**Document segment**
— begin —
In this article I am going to describe how to use .NET for Apache Spark with EntityFrameworkCore to stream data to a Microsoft SQL Server. If you have tried this before, you probably stumbled upon the following exception: Microsoft.Data.SqlClient is not supported on this platform.
So let’s find out, how that can be fixed.
Preparation
If you want to stream to an SQL Server, you obviously need to have access to an SQL Server instance first.
Using docker, it is very easy to fire up a related container. I’ve just named it sqlserver, as shown below.
docker run --name sqlserver -e 'ACCEPT_EULA=Y' -e 'SA_PASSWORD=L3t.M3.1n' -p 1433:1433 -d mcr.microsoft.com/mssql/server:2019-latest
After launching the containers’ interactive terminal via
docker exec -it sqlserver /bin/bash
I use the command line client sqlcmd, to connect to the SQL Server instance using the password that I specified in the docker command.
/opt/mssql-tools/bin/sqlcmd -S localhost -U sa -P L3t.M3.1n
First, let’s create a new database named testdb.
CREATE DATABASE testdb GO
After switching the context to testdb, I also create a new table mytable.
USE testdb GO CREATE TABLE mytable (myid INT, mystring VARCHAR(50)) GO
Following best practices, I won’t use the sysadmin user to access test database. Instead I will create a separate user (testuser_rw) with permissions to read/write from/to the database.
CREATE LOGIN [testuser_rw] WITH PASSWORD='TestM30ut', DEFAULT_DATABASE=[testdb] GO CREATE USER [testuser_rw] FOR LOGIN [testuser_rw] WITH DEFAULT_SCHEMA=[dbo] GO ALTER ROLE [db_datareader] ADD MEMBER [testuser_rw] GO ALTER ROLE [db_datawriter] ADD MEMBER [testuser_rw] GO
Finally, let’s verify that the required roles are correctly assigned.
— end —
**Provided data**
— begin —
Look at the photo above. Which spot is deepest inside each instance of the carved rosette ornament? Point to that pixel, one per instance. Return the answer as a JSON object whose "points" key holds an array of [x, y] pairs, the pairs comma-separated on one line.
— end —
— begin —
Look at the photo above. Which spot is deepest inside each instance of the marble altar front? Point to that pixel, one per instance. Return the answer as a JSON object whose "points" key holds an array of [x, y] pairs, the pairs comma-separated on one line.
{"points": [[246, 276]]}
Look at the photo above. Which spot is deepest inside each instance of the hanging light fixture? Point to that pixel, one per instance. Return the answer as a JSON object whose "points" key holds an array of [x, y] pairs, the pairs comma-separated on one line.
— end —
**Set of tasks**
(1) Copy the Spark-to-SQL Server article from "CREATE DATABASE testdb" through "are correctly assigned.", starting at the first and ending at the second.
(2) Please list the names the Spark-to-SQL Server article gives to the container, database, table, and login it creates, saying which each one is.
(3) Translate this sentence from the Spark-to-SQL Server article into Spanish: "If you want to stream to an SQL Server, you obviously need to have access to an SQL Server instance first."

**Expected answers**
(1)
CREATE DATABASE testdb GO
After switching the context to testdb, I also create a new table mytable.
USE testdb GO CREATE TABLE mytable (myid INT, mystring VARCHAR(50)) GO
Following best practices, I won’t use the sysadmin user to access test database. Instead I will create a separate user (testuser_rw) with permissions to read/write from/to the database.
CREATE LOGIN [testuser_rw] WITH PASSWORD='TestM30ut', DEFAULT_DATABASE=[testdb] GO CREATE USER [testuser_rw] FOR LOGIN [testuser_rw] WITH DEFAULT_SCHEMA=[dbo] GO ALTER ROLE [db_datareader] ADD MEMBER [testuser_rw] GO ALTER ROLE [db_datawriter] ADD MEMBER [testuser_rw] GO
Finally, let’s verify that the required roles are correctly assigned.

(2)
- Container: sqlserver
- Database: testdb
- Table: mytable
- Login/user: testuser_rw

(3) Si quieres transmitir datos a un SQL Server, obviamente primero necesitas tener acceso a una instancia de SQL Server.